[Image location labeling records]
-- begin --

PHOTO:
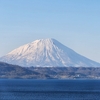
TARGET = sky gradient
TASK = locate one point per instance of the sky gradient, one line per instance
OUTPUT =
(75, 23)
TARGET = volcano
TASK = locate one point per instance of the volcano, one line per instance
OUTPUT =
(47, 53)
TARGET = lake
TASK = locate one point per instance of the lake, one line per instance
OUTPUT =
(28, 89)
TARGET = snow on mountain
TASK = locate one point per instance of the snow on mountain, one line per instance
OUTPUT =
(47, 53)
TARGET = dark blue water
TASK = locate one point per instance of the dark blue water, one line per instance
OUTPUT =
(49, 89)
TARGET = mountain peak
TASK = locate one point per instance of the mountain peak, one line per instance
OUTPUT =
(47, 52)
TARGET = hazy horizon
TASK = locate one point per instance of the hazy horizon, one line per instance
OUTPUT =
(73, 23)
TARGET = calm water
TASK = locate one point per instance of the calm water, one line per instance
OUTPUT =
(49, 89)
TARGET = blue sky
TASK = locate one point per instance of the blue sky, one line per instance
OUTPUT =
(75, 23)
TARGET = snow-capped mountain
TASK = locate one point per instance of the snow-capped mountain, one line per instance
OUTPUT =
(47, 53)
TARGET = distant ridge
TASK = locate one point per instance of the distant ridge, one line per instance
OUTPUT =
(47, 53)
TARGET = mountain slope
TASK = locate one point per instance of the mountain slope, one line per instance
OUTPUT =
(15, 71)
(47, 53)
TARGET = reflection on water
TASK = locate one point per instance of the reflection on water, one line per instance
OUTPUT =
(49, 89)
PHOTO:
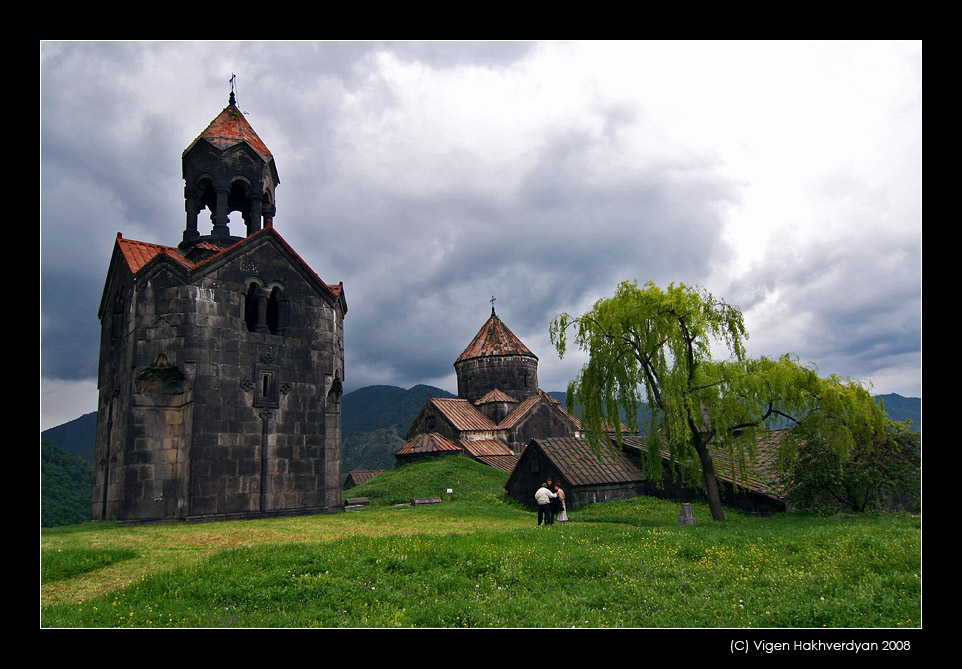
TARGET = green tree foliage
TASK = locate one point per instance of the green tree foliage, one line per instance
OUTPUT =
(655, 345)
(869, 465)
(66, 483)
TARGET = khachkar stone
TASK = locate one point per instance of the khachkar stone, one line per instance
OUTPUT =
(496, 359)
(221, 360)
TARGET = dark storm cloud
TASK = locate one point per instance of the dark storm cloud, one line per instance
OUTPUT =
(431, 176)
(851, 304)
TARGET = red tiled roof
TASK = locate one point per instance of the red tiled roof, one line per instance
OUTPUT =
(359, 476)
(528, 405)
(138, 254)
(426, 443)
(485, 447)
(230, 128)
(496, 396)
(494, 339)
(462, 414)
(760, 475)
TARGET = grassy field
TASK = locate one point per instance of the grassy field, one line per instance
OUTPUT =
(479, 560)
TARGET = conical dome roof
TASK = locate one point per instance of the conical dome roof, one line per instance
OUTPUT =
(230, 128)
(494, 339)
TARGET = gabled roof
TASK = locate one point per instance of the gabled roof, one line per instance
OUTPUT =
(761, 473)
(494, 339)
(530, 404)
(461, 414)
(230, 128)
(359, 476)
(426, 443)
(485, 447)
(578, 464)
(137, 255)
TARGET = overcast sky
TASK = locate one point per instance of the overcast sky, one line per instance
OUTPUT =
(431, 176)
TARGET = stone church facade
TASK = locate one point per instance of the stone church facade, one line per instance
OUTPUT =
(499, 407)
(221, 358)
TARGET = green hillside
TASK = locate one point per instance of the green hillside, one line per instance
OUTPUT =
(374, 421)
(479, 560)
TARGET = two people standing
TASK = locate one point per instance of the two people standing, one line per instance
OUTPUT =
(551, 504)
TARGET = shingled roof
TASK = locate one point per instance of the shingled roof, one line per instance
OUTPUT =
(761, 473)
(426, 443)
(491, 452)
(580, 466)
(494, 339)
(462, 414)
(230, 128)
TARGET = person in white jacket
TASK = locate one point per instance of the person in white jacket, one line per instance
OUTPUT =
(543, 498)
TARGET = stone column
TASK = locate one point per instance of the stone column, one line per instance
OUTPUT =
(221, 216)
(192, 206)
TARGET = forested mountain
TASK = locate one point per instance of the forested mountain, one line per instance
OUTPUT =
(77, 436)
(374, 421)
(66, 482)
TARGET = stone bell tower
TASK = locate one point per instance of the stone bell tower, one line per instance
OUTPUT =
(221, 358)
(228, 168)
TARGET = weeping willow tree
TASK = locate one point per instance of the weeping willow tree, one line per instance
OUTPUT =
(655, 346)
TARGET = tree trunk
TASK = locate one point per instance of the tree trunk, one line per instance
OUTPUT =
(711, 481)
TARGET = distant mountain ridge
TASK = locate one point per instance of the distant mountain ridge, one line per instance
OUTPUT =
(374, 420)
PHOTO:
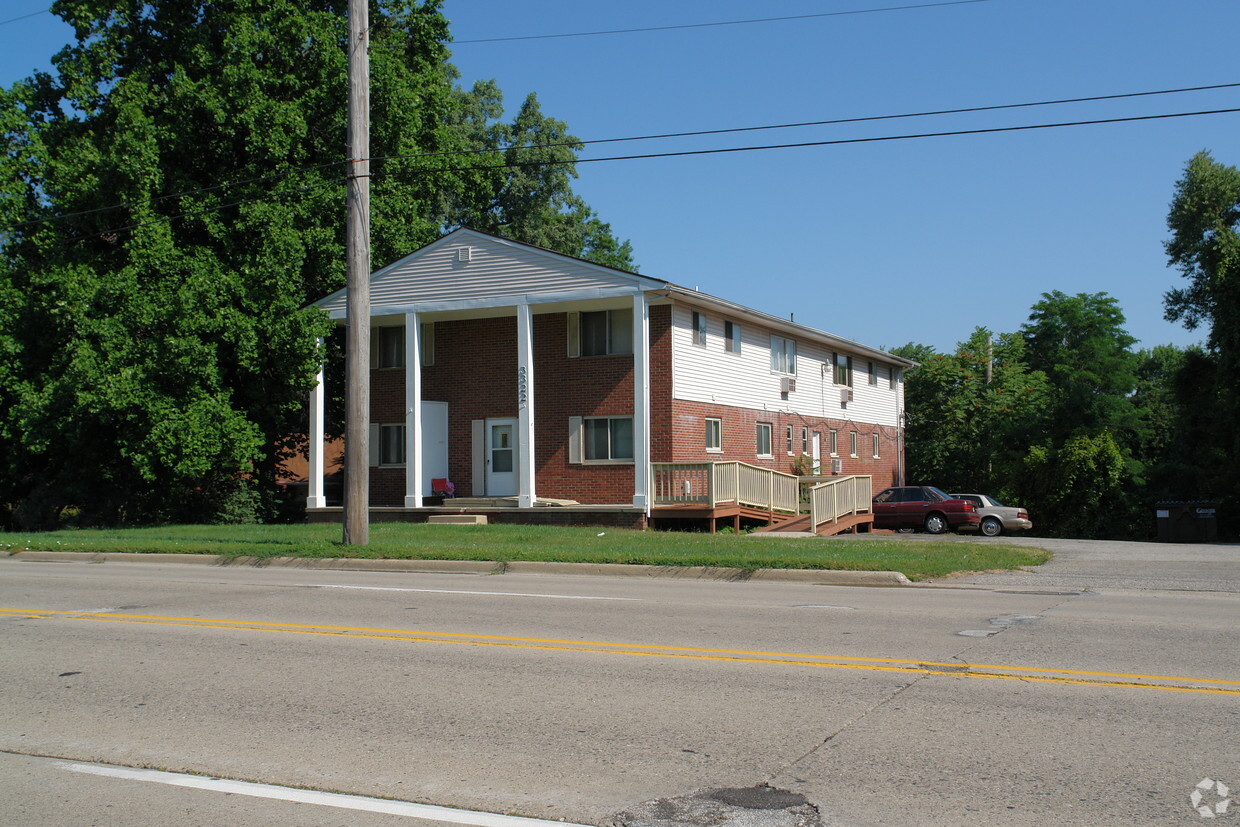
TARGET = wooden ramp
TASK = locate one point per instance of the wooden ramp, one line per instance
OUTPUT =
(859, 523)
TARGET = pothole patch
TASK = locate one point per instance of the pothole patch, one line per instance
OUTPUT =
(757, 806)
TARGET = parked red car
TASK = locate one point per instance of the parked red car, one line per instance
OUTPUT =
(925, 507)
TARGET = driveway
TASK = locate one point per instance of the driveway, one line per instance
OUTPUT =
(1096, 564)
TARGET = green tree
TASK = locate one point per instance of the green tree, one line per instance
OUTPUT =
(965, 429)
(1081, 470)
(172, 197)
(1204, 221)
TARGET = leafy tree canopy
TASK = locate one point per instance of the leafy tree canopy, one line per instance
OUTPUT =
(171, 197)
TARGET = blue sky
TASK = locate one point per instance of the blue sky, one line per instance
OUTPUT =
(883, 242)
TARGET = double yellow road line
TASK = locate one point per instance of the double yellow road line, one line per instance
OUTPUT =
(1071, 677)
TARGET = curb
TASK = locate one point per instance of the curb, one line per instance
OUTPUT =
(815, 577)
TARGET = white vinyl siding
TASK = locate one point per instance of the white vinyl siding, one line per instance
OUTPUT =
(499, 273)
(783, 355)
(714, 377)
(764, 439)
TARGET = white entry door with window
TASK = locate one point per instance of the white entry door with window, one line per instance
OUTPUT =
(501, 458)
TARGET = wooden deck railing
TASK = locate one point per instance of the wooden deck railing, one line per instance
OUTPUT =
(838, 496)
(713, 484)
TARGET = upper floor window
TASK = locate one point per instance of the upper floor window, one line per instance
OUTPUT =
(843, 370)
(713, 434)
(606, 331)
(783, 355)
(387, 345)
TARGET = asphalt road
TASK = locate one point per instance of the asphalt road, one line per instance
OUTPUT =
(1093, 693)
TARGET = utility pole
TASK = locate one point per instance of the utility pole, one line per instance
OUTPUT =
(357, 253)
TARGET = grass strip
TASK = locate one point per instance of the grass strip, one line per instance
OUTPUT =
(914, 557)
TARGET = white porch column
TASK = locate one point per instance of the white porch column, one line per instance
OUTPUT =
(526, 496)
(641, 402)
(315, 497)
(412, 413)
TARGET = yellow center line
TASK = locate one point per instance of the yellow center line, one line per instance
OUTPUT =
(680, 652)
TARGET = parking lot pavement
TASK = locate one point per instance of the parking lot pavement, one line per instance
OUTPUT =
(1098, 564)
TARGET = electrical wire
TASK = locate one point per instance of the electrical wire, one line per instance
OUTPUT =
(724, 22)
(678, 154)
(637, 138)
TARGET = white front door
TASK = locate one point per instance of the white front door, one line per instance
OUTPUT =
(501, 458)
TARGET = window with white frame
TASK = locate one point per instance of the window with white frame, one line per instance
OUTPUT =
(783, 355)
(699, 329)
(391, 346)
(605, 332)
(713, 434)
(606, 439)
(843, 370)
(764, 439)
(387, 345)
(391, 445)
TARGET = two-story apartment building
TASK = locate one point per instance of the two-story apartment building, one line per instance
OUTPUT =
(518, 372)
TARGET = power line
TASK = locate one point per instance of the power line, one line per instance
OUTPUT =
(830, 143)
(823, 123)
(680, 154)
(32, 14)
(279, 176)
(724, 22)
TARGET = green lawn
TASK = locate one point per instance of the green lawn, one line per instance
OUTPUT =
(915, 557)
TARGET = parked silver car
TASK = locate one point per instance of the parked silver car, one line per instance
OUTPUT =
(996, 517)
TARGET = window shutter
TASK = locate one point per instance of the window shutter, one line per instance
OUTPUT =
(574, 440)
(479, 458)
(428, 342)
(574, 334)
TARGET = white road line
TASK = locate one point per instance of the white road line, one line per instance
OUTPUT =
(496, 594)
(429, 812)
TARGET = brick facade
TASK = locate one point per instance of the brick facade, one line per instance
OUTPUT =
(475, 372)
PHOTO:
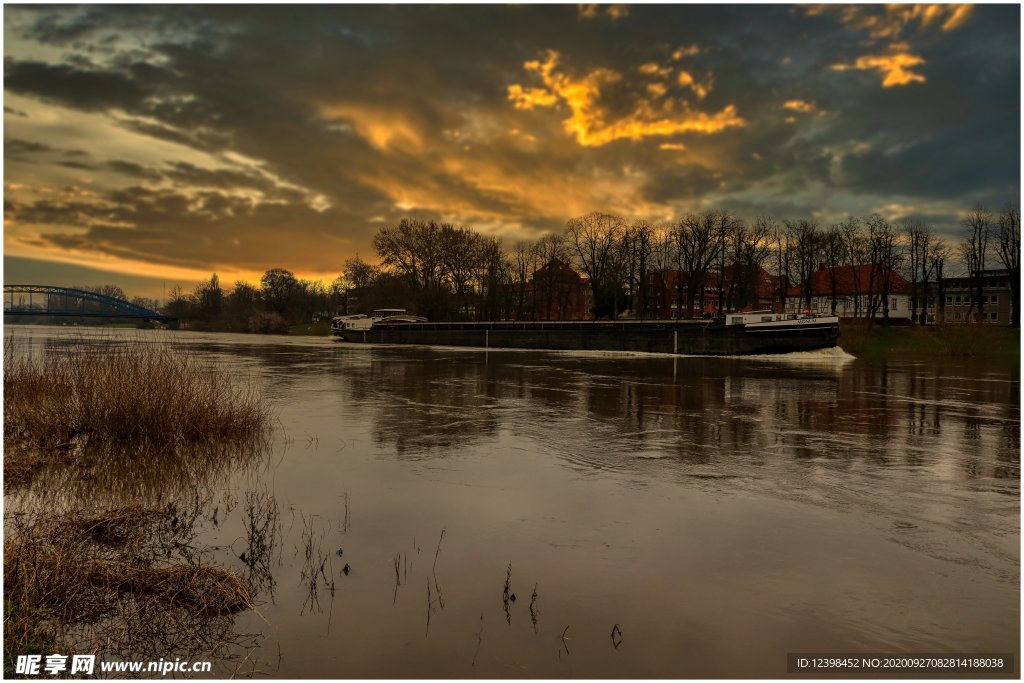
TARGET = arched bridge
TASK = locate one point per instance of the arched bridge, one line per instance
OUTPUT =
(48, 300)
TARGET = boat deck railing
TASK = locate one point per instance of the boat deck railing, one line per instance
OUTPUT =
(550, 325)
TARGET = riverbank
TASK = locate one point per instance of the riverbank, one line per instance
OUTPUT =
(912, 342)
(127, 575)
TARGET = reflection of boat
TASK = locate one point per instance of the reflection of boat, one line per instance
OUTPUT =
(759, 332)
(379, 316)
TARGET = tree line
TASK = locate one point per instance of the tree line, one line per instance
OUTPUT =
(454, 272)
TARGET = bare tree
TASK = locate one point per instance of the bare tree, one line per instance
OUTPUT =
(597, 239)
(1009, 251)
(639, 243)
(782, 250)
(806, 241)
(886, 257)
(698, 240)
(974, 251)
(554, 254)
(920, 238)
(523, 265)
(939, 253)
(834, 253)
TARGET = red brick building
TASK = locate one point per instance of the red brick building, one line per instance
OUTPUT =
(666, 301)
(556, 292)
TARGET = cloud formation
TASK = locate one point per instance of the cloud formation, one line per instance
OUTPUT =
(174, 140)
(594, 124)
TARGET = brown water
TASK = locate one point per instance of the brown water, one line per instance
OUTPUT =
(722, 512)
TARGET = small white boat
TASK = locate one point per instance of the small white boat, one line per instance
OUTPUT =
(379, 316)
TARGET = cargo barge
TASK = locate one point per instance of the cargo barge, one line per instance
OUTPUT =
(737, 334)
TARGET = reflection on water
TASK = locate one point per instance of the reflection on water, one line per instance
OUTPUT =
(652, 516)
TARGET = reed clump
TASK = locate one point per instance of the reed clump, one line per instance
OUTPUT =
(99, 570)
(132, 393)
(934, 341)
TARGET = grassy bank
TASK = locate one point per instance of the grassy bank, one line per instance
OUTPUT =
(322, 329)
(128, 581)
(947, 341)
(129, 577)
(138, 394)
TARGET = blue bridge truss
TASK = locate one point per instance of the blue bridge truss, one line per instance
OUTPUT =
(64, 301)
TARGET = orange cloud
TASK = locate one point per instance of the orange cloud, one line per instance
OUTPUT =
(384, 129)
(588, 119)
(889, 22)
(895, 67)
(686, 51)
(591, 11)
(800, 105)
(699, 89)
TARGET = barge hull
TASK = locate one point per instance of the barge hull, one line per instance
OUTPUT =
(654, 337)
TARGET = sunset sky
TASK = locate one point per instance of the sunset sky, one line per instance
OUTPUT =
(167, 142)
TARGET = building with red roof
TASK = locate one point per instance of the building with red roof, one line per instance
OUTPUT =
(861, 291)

-- end --

* [Your instructions] Convert the lines from the one containing "TARGET = orange cloud" through the end of the records, inclusive, into a JSON list of strings, with one string per line and blank lines omitted.

* [Written solution]
[
  "TARGET = orange cloud",
  "TASK = locate one point per instance of the orange cloud, one line per instance",
  "OUTPUT =",
  "(384, 129)",
  "(588, 119)",
  "(889, 22)",
  "(895, 67)",
  "(686, 51)",
  "(591, 11)",
  "(800, 105)",
  "(699, 89)",
  "TARGET = barge hull",
  "TASK = locate one point per instance of the barge hull, one line per instance",
  "OUTPUT =",
  "(654, 337)",
  "TARGET = sunset sky",
  "TASK = locate one point per instance of the sunset sky, one line per instance",
  "OUTPUT =",
  "(167, 142)",
  "TARGET = building with red roof",
  "TASK = locate one point per instance of the building with red roof, one line per instance",
  "OUTPUT =",
  "(861, 291)"
]